__RECORDS FOR THE TASK__.
>> START

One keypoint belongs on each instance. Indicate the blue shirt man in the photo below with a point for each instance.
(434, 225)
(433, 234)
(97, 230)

>> END
>> START

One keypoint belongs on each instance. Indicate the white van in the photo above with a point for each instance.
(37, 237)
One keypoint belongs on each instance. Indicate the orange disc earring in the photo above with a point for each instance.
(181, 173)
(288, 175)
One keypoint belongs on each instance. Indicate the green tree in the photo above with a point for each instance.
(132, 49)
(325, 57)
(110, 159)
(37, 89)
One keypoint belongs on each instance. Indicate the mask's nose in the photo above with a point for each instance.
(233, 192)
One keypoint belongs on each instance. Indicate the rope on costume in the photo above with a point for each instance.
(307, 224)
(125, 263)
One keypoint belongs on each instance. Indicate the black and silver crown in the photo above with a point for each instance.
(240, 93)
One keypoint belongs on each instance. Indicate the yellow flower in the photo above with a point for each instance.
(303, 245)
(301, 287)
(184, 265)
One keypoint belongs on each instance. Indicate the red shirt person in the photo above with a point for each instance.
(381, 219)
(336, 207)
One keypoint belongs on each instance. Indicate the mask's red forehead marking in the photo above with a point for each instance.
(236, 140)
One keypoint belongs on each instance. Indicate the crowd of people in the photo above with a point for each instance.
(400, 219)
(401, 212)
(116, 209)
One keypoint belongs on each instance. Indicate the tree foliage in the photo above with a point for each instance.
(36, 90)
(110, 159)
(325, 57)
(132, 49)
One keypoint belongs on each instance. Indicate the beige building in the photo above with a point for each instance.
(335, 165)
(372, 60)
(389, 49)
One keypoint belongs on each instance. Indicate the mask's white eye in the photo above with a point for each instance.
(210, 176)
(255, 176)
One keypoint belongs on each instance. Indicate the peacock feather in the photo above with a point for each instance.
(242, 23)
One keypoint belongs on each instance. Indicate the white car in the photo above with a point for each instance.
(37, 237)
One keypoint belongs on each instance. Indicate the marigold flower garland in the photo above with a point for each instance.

>> END
>> START

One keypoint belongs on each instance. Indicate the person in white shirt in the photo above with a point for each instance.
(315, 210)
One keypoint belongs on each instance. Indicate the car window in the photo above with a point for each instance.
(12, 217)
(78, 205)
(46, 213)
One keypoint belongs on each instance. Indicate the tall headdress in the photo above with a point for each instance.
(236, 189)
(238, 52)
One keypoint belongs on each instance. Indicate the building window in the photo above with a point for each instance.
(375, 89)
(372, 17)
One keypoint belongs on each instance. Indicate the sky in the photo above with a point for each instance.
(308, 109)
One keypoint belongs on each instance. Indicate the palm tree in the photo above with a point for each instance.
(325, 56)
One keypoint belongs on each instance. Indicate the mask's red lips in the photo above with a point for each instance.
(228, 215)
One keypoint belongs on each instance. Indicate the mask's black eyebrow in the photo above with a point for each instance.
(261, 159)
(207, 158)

>> END

__PROBLEM TO SOLVE__.
Reproduce the lines of the material from the line with "One keypoint belongs on each instance. Indicate the mask's white" up to and including the line with "One keypoint belongs on each instance. Indicate the marigold", keeping each one word for word.

__OUTPUT OF THE EXERCISE__.
One keypoint belongs on each instance. Indicate the mask's white eye in the photo above with a point for each instance.
(210, 176)
(255, 176)
One keypoint belongs on each instance. Indicate the peacock feather in the photo above with a point for each instance.
(242, 23)
One keypoint belongs on each instance. Indicate the white car in the photo above with a point for each instance.
(37, 237)
One keypoint belongs on each instance. Indicate the marigold flower garland in the photo above with a point for each instance.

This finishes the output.